— BEGIN Records shown —

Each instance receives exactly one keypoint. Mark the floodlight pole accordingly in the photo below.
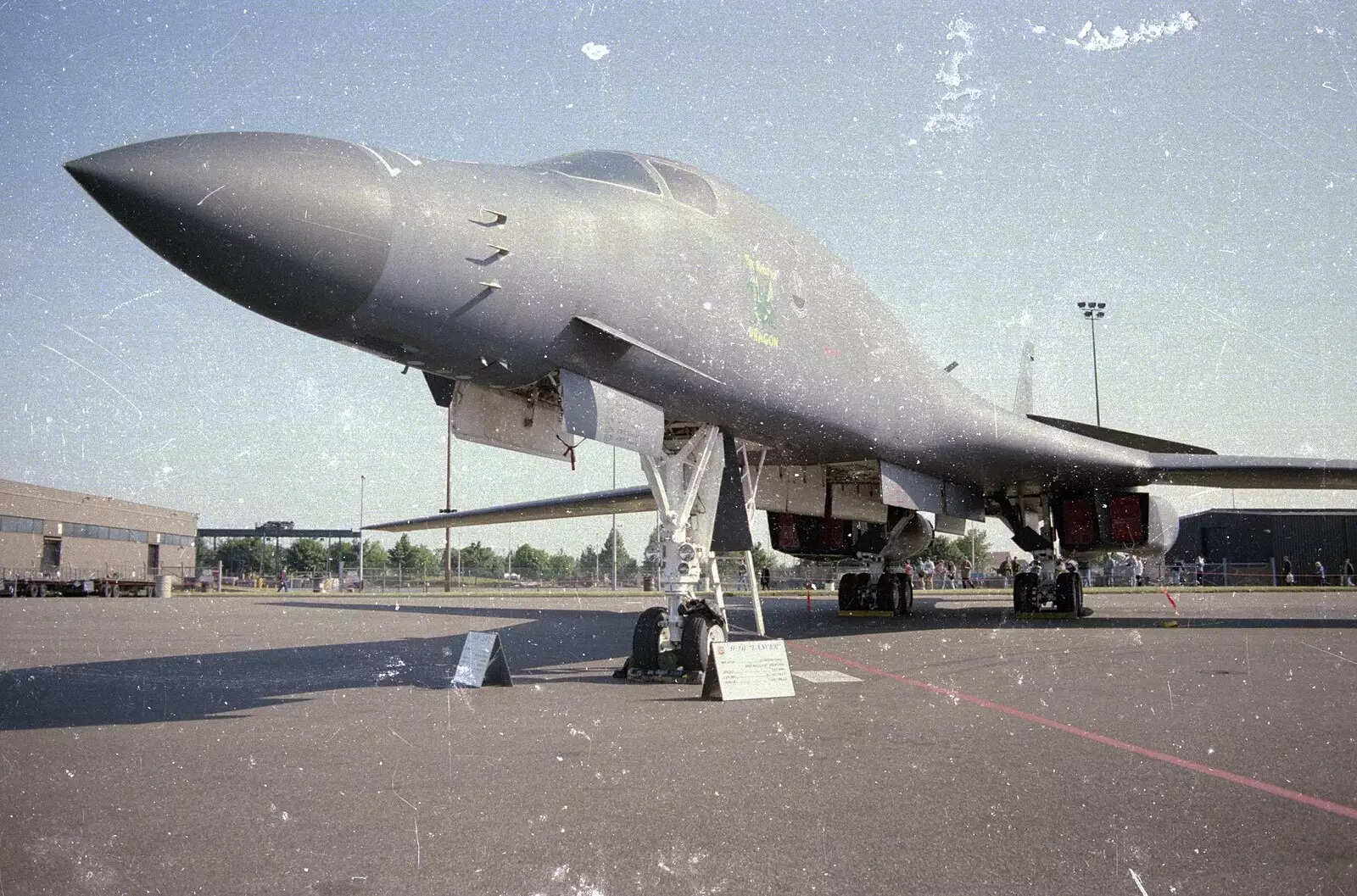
(615, 520)
(1094, 312)
(363, 490)
(1092, 334)
(447, 509)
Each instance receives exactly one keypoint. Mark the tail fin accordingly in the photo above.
(1022, 400)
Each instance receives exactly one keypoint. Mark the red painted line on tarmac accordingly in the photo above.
(1315, 803)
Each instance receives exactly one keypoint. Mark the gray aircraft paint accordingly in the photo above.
(486, 269)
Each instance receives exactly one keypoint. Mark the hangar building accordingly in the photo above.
(1262, 536)
(52, 533)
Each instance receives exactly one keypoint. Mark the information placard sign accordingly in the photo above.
(482, 662)
(748, 670)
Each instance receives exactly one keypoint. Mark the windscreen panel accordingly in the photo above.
(608, 167)
(687, 187)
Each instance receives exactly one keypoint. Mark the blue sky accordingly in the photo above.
(981, 169)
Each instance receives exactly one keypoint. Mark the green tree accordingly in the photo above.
(479, 560)
(305, 554)
(241, 556)
(974, 547)
(626, 565)
(424, 560)
(345, 551)
(588, 560)
(561, 565)
(373, 554)
(402, 554)
(531, 563)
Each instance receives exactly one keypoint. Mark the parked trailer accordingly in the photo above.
(81, 587)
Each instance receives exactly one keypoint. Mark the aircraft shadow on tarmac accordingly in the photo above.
(227, 685)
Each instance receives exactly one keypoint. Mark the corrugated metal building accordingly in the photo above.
(1262, 536)
(71, 536)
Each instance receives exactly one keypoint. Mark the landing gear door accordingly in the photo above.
(607, 415)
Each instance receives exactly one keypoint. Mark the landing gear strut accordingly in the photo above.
(678, 637)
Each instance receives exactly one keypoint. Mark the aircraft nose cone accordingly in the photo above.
(295, 228)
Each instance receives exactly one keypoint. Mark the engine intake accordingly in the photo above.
(1132, 522)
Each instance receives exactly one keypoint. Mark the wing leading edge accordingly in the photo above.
(1226, 470)
(623, 500)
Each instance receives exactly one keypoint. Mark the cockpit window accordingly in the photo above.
(689, 187)
(610, 167)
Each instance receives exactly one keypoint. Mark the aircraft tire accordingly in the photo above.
(865, 592)
(645, 640)
(1025, 593)
(904, 595)
(695, 648)
(888, 594)
(1067, 593)
(846, 592)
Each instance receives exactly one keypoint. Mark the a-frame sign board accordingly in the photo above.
(482, 662)
(748, 670)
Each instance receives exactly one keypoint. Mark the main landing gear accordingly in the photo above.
(886, 592)
(1058, 593)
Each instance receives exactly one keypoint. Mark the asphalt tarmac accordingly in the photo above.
(309, 744)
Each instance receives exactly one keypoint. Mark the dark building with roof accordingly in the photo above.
(1264, 536)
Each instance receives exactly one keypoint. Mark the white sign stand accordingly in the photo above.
(748, 670)
(482, 662)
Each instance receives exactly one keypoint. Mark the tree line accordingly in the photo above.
(258, 556)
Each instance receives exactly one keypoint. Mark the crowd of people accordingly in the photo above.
(930, 574)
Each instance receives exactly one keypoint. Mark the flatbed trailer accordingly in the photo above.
(106, 587)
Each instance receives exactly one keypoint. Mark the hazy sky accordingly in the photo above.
(983, 169)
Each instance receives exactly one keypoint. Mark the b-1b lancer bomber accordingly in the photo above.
(641, 303)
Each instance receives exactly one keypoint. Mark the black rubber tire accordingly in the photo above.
(692, 649)
(1025, 593)
(886, 594)
(866, 594)
(645, 638)
(907, 595)
(847, 592)
(1069, 593)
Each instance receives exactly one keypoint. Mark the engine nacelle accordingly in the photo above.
(1128, 522)
(804, 536)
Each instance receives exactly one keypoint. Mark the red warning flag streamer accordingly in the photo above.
(1170, 598)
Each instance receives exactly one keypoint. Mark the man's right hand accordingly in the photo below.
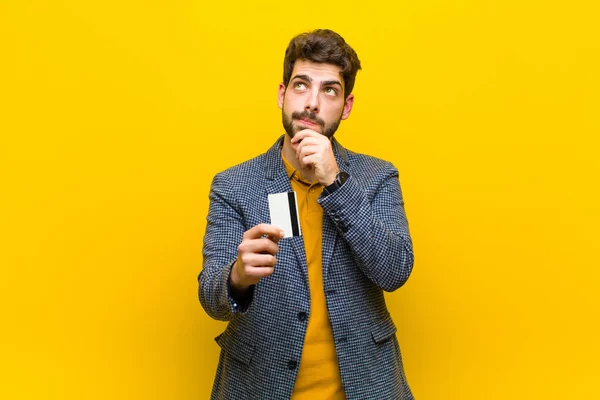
(256, 256)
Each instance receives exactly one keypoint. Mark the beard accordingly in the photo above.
(291, 130)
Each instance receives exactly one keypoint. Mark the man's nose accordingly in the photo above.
(312, 102)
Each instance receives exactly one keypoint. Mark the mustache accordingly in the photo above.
(309, 116)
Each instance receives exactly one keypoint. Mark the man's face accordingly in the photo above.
(314, 99)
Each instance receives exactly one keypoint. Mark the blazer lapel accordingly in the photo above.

— END Records shown —

▶ _Instruction_:
Can you reproduce every one of the records above word for word, leaving out the pictures?

▶ _Final result_:
Each instance receives exactly one keypoint. Mark the floodlight pole accordingly in the photo below.
(615, 520)
(1094, 312)
(363, 490)
(1092, 334)
(447, 509)
Each instance receives exactly one keypoint. Mark the tail fin accordingly in the photo above.
(1022, 400)
Each instance receives exactly one keypoint. Mark the red painted line on tarmac accordingly in the photo above.
(1315, 803)
Each instance receives exactly one keypoint. Mark the gray aircraft paint accordingly in the photo above.
(486, 269)
Each instance receives exactly one keypoint. Mark the hangar building accordingly in the photo above.
(1262, 536)
(52, 533)
Each instance receives exactly one keypoint. Mark the information placard sign accordingly in the photo above.
(482, 662)
(748, 670)
Each instance receives exactly one keypoint. Mark the windscreen panel accordingly in the photo above.
(608, 167)
(687, 187)
Each instance receives exactly one keypoint. Mark the blue sky accordingly in the photo above.
(981, 169)
Each instance receives exactly one keypoint. Mark the green tree accordingly in the photo above.
(479, 560)
(305, 554)
(241, 556)
(974, 547)
(626, 565)
(424, 560)
(345, 551)
(588, 560)
(561, 565)
(373, 554)
(402, 554)
(531, 563)
Each instance receives exactly one keypoint. Mark the parked trailer accordingly in the photo above.
(81, 587)
Each instance receives exactly one keypoint. Mark the aircraft shadow on tarmac accordingly in the photo above.
(227, 685)
Each instance receives exactly one keypoint. Mark the corrugated metal building accordingly in the photo above.
(1262, 536)
(71, 536)
Each instance receives exactly one keypoint. Mark the landing gear door accordingly in the photo above.
(607, 415)
Each instance receives exactly one keypoint. Mark the landing gear strut accordingly in the photo above.
(678, 637)
Each instance receives exactly one keypoint. Mark the aircraft nose cone accordingly in the photo above.
(295, 228)
Each instance receives exactly one keypoint. Mark the engine intake accordingly in the photo above.
(1132, 522)
Each instance receives exactly one keypoint. Mark the wing leading edge accordingly in the photo above.
(1226, 470)
(623, 500)
Each instance receives exactly one keypoint. Mark the cockpit window accordingly in the photo above.
(689, 187)
(610, 167)
Each instance receives exactly one keypoint. Mark the aircraft tire accordingly in the photo above.
(865, 592)
(645, 640)
(1025, 593)
(904, 595)
(695, 648)
(888, 594)
(1067, 593)
(846, 592)
Each instance receives exactly one keypoint. Mark the a-frame sign board accordingly in the photo above.
(482, 662)
(748, 670)
Each instance receives exactly one keypoint. Mark the main landing gear accordingly in the photo above.
(886, 592)
(1058, 593)
Each instance receives exactly one keypoint. Mark the asphalt tarmac accordingly in the photo above.
(309, 744)
Each instance receives exactly one keypoint. Mark the dark building with roof accordingly in the photo above.
(1264, 536)
Each instance receives exactly one keypoint. Mark the white sign stand accordingly in the photo above.
(748, 670)
(482, 662)
Each instance receives exactly one keypoint. Mark the tree line accordingly in the photo above.
(258, 556)
Each instance receives exactly one keypoint. Mark the crowd of people accordingly in the photo above.
(930, 574)
Each instance receives exactly one keypoint. Mark the flatbed trailer accordingly in the photo above.
(106, 587)
Each instance receives exactly one keypoint. Mark the hazy sky accordingly in the photo above.
(983, 169)
Each instance receives exactly one keypoint. Mark the b-1b lancer bomber accordingly in the photo above.
(641, 303)
Each instance receives exactly one keypoint. Mark the black rubber tire accordingly in the photo above.
(692, 649)
(1025, 593)
(886, 594)
(866, 594)
(645, 638)
(907, 595)
(847, 592)
(1069, 593)
Each instance receives exactly one keypoint. Mark the engine nacelle accordingly in the photo above.
(1128, 522)
(804, 536)
Each instance receives exactly one keypoint. Mark the red warning flag streamer accordingly in the photo above.
(1170, 598)
Each instance receives exactly one keypoint. Mark the man's right hand accordingly in the photo below.
(256, 256)
Each instance receives exactly one keypoint. Mark the beard accordingly in the photo above.
(291, 130)
Each instance receives exactly one keypoint. Mark the man's nose accordingly in the photo above.
(312, 102)
Each instance receives exactly one keypoint. Mark the mustache accordingly in the photo above.
(309, 116)
Each instance receives exactly one keypoint. Mark the man's face accordingly in the photo above.
(314, 99)
Each instance receives exactly one keypoint. Mark the blazer lapel accordingly in the photo above.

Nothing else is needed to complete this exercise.